Instructions to follow
Please rewrite the records below, changing "Target" to "Label" and leaving everything else as it is.

Extracted data
------------
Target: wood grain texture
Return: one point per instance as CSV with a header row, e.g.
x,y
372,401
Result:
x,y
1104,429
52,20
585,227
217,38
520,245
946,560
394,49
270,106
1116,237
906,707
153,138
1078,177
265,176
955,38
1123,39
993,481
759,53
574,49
------------
Output below
Label: wood grain texture
Return: one point per instance as CSV with a header row, e.g.
x,y
372,401
Result:
x,y
1104,429
52,20
585,227
217,38
520,245
946,560
394,49
270,106
1116,237
906,707
153,138
1078,177
265,176
955,38
1123,39
993,481
759,53
574,49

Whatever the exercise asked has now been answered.